Direction » Rewrite the lines of every record, replacing "segment" with "mask" and keeping everything else unchanged. Omit the pictures from your answer.

Annotation records »
=-=-=-=-=
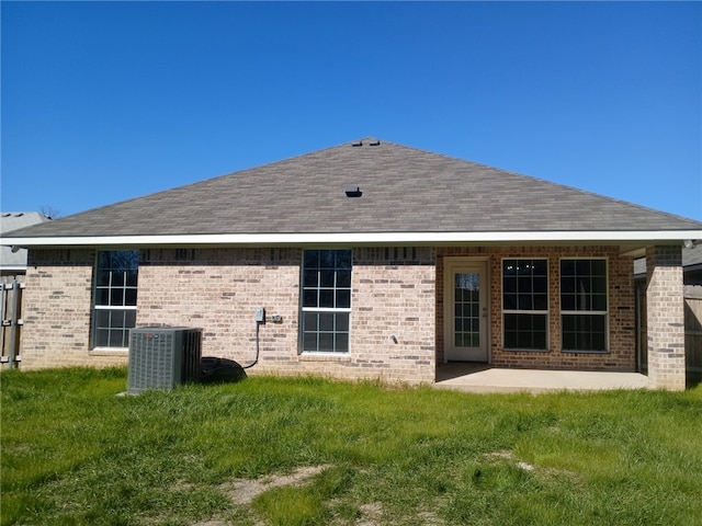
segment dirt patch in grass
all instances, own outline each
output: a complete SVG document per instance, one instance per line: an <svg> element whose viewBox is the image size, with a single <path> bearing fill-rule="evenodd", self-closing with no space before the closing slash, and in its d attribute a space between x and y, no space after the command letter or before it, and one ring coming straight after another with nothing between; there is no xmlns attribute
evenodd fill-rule
<svg viewBox="0 0 702 526"><path fill-rule="evenodd" d="M298 468L290 474L269 474L260 479L235 479L219 487L231 502L237 505L250 504L260 494L281 488L283 485L296 485L305 482L310 477L320 473L329 466L307 466Z"/></svg>

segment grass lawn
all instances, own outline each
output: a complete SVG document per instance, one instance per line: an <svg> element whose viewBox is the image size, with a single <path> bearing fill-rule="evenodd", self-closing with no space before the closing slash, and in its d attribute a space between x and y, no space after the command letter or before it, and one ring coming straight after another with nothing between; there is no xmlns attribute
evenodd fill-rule
<svg viewBox="0 0 702 526"><path fill-rule="evenodd" d="M466 395L0 374L2 525L702 524L702 387Z"/></svg>

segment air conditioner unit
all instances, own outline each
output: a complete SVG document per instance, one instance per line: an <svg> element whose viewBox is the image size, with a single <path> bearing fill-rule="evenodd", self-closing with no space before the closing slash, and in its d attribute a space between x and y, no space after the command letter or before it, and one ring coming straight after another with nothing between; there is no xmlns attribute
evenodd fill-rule
<svg viewBox="0 0 702 526"><path fill-rule="evenodd" d="M129 331L127 392L170 390L200 377L202 329L140 327Z"/></svg>

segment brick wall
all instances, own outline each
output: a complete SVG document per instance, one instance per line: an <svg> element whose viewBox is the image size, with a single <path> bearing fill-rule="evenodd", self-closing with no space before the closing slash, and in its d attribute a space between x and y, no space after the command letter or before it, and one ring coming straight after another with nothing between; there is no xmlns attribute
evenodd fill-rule
<svg viewBox="0 0 702 526"><path fill-rule="evenodd" d="M31 250L24 290L22 369L126 364L90 351L92 250Z"/></svg>
<svg viewBox="0 0 702 526"><path fill-rule="evenodd" d="M648 377L652 387L683 390L684 299L682 255L678 247L646 250Z"/></svg>
<svg viewBox="0 0 702 526"><path fill-rule="evenodd" d="M635 368L632 262L611 247L356 248L351 352L298 353L301 249L151 249L139 266L137 324L203 329L203 355L246 364L256 355L253 309L264 307L260 361L250 374L320 374L430 382L443 363L443 262L479 256L490 272L491 363L509 367ZM502 258L547 258L550 350L501 346ZM610 352L562 353L559 259L605 258ZM90 350L94 251L30 251L22 367L126 364L125 351ZM273 322L280 315L281 322ZM394 338L393 338L394 336Z"/></svg>
<svg viewBox="0 0 702 526"><path fill-rule="evenodd" d="M433 250L356 249L353 256L349 354L298 353L299 249L150 250L139 266L137 323L200 327L203 355L246 364L256 356L261 306L268 322L249 374L433 381Z"/></svg>
<svg viewBox="0 0 702 526"><path fill-rule="evenodd" d="M615 247L516 247L441 248L437 253L438 302L443 301L443 267L446 258L487 259L490 275L490 362L500 367L533 367L581 370L635 369L635 308L633 266ZM548 260L548 351L509 351L502 347L502 259ZM605 258L609 272L609 353L564 353L561 351L561 259ZM437 309L437 363L444 362L443 308Z"/></svg>

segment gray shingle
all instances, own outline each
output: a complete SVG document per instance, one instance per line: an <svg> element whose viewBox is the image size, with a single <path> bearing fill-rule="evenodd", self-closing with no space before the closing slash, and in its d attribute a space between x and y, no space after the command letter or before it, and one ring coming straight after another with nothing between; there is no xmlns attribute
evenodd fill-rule
<svg viewBox="0 0 702 526"><path fill-rule="evenodd" d="M14 236L656 231L694 221L415 148L352 142L31 227ZM360 197L344 190L358 185Z"/></svg>

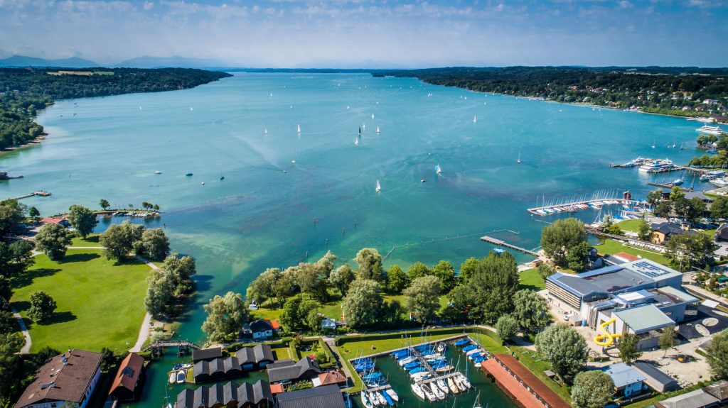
=-=-=-=-=
Correct answer »
mask dirt patch in grass
all instances, own outline each
output: a complete SVG document per instance, one instance per line: an <svg> element whose viewBox is the image size, with a single <path> bearing fill-rule="evenodd", self-closing with no space before the closing slash, and in its d attribute a space between x and y, no space after the command letter or before it, and one ring coming straight after another with nothing between; there is no xmlns attribute
evenodd fill-rule
<svg viewBox="0 0 702 526"><path fill-rule="evenodd" d="M298 468L290 474L269 474L260 479L235 479L219 487L231 502L237 505L250 504L260 494L281 488L283 485L296 485L305 482L310 477L320 473L329 466L307 466Z"/></svg>

mask grass lawn
all instances, own outline each
output: a complete SVG document per instance, one instance per line: an <svg> element whose viewBox is the image size, with a single <path> bearing fill-rule="evenodd", self-closing with no space before the closing slash, and in its d attribute a space between x and y, no space after the command letter or before it, and one ring coming straight after another with nothing between; there is no xmlns attribute
evenodd fill-rule
<svg viewBox="0 0 702 526"><path fill-rule="evenodd" d="M466 395L0 374L2 525L702 524L702 387Z"/></svg>

mask air conditioner unit
all instances, own outline each
output: a complete SVG document per instance, one instance per line: an <svg> element whose viewBox is the image size, with a single <path> bearing fill-rule="evenodd", self-closing with no space before the closing slash, and in its d attribute a space between x and y, no space after the command letter or before it, and one ring coming straight after another with nothing between; there is no xmlns attribute
evenodd fill-rule
<svg viewBox="0 0 702 526"><path fill-rule="evenodd" d="M129 331L127 392L170 390L200 377L202 329L140 327Z"/></svg>

mask brick wall
all instances, own outline each
output: a complete SVG document per instance, one instance per line: an <svg> element whose viewBox is the image size, with a single <path> bearing fill-rule="evenodd", self-closing with no space before the closing slash, and in its d attribute a space between x and y, no space after the command letter or before it, and one ring coming straight after another with nothing between; there is no xmlns attribute
evenodd fill-rule
<svg viewBox="0 0 702 526"><path fill-rule="evenodd" d="M31 250L24 290L22 369L126 364L90 351L92 250Z"/></svg>
<svg viewBox="0 0 702 526"><path fill-rule="evenodd" d="M648 377L652 387L683 390L684 299L682 255L678 247L646 250Z"/></svg>
<svg viewBox="0 0 702 526"><path fill-rule="evenodd" d="M635 368L632 262L611 247L356 248L351 352L298 353L301 249L151 249L139 266L137 324L203 329L203 355L246 364L256 355L253 309L264 307L260 361L250 374L320 374L430 382L443 363L443 262L479 256L490 272L491 363L509 367ZM502 258L547 258L550 350L501 346ZM610 352L562 353L559 259L605 258ZM90 350L94 251L30 251L22 367L126 364L125 351ZM273 322L280 315L281 322ZM394 338L393 338L394 336Z"/></svg>
<svg viewBox="0 0 702 526"><path fill-rule="evenodd" d="M433 250L356 249L353 256L349 354L298 353L299 249L150 250L139 266L137 323L200 327L203 355L246 364L256 356L261 306L268 322L249 374L433 381Z"/></svg>
<svg viewBox="0 0 702 526"><path fill-rule="evenodd" d="M615 247L516 247L441 248L437 253L438 302L443 301L443 267L446 258L487 259L490 275L490 362L500 367L533 367L581 370L635 369L635 308L633 266ZM548 260L548 351L509 351L502 347L502 259ZM605 258L609 272L609 353L564 353L561 351L561 259ZM437 309L437 363L444 362L443 308Z"/></svg>

mask gray shingle
all instances, own outline each
output: a complete SVG document per instance, one instance per line: an <svg> element whose viewBox is the image size, with a single <path> bearing fill-rule="evenodd", self-closing with no space before the closing slash, and in its d attribute a space between x and y, no space after the command letter or before it, and one ring coming straight after another with nothing between; there is no xmlns attribute
evenodd fill-rule
<svg viewBox="0 0 702 526"><path fill-rule="evenodd" d="M14 236L656 231L694 221L415 148L352 142L31 227ZM360 197L344 190L358 185Z"/></svg>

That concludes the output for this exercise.